Data entries:
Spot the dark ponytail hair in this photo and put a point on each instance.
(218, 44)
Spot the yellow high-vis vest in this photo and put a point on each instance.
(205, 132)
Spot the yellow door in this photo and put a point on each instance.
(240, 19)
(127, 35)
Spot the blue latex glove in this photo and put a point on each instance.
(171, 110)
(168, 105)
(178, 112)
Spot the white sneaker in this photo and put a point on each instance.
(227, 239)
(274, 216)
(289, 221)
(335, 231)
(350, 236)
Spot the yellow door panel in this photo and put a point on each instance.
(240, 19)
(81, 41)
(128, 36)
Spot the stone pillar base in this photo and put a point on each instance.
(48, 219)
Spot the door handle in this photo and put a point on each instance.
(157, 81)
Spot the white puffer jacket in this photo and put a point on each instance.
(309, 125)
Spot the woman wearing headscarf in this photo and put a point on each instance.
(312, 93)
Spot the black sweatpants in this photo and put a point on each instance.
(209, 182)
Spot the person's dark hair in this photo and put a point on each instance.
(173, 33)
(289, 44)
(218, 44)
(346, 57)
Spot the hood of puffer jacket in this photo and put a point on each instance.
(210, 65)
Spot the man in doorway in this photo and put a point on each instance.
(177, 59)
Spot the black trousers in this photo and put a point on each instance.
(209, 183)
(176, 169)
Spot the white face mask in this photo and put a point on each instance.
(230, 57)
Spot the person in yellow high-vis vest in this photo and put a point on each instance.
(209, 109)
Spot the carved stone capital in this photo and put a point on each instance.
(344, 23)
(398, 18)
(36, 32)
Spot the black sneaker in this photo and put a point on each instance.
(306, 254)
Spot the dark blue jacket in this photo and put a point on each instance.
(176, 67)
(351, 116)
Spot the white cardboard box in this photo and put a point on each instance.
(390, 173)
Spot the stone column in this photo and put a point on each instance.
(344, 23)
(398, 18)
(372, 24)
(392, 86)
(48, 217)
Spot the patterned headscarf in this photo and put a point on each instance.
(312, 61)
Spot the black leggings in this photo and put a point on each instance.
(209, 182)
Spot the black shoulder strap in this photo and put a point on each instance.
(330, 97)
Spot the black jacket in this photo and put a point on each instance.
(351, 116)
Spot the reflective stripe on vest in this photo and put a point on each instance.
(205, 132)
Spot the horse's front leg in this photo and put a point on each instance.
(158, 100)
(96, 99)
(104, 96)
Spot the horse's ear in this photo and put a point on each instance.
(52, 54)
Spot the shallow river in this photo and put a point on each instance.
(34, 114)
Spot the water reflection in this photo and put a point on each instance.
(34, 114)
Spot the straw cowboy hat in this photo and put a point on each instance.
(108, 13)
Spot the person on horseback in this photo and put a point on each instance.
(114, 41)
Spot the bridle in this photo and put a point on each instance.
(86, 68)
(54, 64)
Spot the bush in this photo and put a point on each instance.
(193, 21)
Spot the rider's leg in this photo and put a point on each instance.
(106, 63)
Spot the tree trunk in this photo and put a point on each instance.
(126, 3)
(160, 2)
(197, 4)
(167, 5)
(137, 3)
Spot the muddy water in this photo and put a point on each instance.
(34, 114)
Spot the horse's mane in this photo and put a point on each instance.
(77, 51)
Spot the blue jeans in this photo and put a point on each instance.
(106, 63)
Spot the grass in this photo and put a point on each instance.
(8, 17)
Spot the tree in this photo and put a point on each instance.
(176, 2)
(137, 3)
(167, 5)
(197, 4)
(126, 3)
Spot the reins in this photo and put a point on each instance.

* Problem to solve
Output every record above in full, exactly as it reads.

* Task solution
Spot the dark ponytail hair in this photo and put a point on each instance.
(218, 44)
Spot the yellow high-vis vest in this photo and put a point on each instance.
(205, 132)
Spot the yellow door in this photo and put a point on each instance.
(240, 19)
(127, 35)
Spot the blue latex glove in this photo and put a point on each instance.
(171, 110)
(168, 105)
(178, 112)
Spot the white sneaker in this photo and put a point on each instance.
(227, 239)
(274, 216)
(289, 221)
(335, 231)
(350, 236)
Spot the yellow door panel in this photo and put a point on each instance.
(240, 19)
(81, 41)
(128, 36)
Spot the stone pillar base in this photo and put a point on each instance.
(48, 219)
Spot the door handle in this photo and put a point on each instance.
(157, 81)
Spot the white puffer jacket in this photo and put a point on each instance.
(309, 125)
Spot the woman wearing headscarf in this photo and put a point on each instance.
(312, 93)
Spot the black sweatpants in this photo and put a point on each instance.
(209, 182)
Spot the person's dark hair in this photo and put a point on each instance.
(173, 33)
(289, 44)
(218, 44)
(346, 57)
Spot the hood of puffer jacket in this photo and put a point on each instance.
(210, 65)
Spot the man in doorway in this photo and put a point on each instance.
(177, 59)
Spot the black trousers in this photo and put a point on each instance.
(209, 183)
(176, 169)
Spot the white face mask in this photo and put a point on each instance.
(230, 57)
Spot the person in yellow high-vis vest in this photo and put a point on each instance.
(209, 109)
Spot the carved stone capital in this photo and put a point on each instance.
(344, 23)
(398, 18)
(36, 32)
Spot the black sneaker in this photo and put a point on each instance.
(306, 254)
Spot the dark blue jacket in this photo and put a point on each instance.
(176, 67)
(351, 116)
Spot the white cardboard box in this photo and put a point on each instance.
(390, 173)
Spot the stone column in this photo and put a point on each instance.
(344, 23)
(398, 18)
(372, 24)
(392, 86)
(48, 217)
Spot the patterned headscarf in this photo and put a point on each instance.
(312, 61)
Spot the black leggings in this photo and put a point on each instance.
(209, 182)
Spot the black shoulder strap in this photo and put a point on each instance.
(330, 97)
Spot the black jacket in this photo and put a point on each instance.
(351, 116)
Spot the reflective stripe on vest in this photo and put a point on each instance.
(205, 132)
Spot the horse's front leg in this photo and put a point on each instance.
(158, 100)
(96, 99)
(104, 96)
Spot the horse's ear in this photo and put a point on each instance.
(52, 54)
Spot the shallow river in this photo and put a point on each instance.
(34, 114)
Spot the water reflection in this photo and put a point on each instance.
(34, 114)
Spot the straw cowboy hat in this photo and put a point on each instance.
(108, 13)
Spot the person on horseback in this photo and put a point on each instance.
(114, 41)
Spot the bridle in this photo and put a point on each instance.
(86, 68)
(54, 64)
Spot the bush in this photo and put a point on each instance.
(193, 21)
Spot the rider's leg in this photo and put a point on each instance.
(106, 63)
Spot the tree trunk in this photo and put a point on each instance.
(126, 3)
(160, 2)
(197, 4)
(167, 5)
(137, 3)
Spot the muddy water in this photo and put a point on each instance.
(34, 114)
Spot the horse's mane in this photo and put a point on each instance.
(77, 51)
Spot the blue jeans in this photo and put a point on each instance.
(106, 63)
Spot the grass in this photo and put a point on each instance.
(8, 17)
Spot the tree in this photo and put a point on each instance.
(176, 2)
(137, 3)
(167, 5)
(197, 4)
(126, 3)
Spot the reins in this photo and put a point on each instance.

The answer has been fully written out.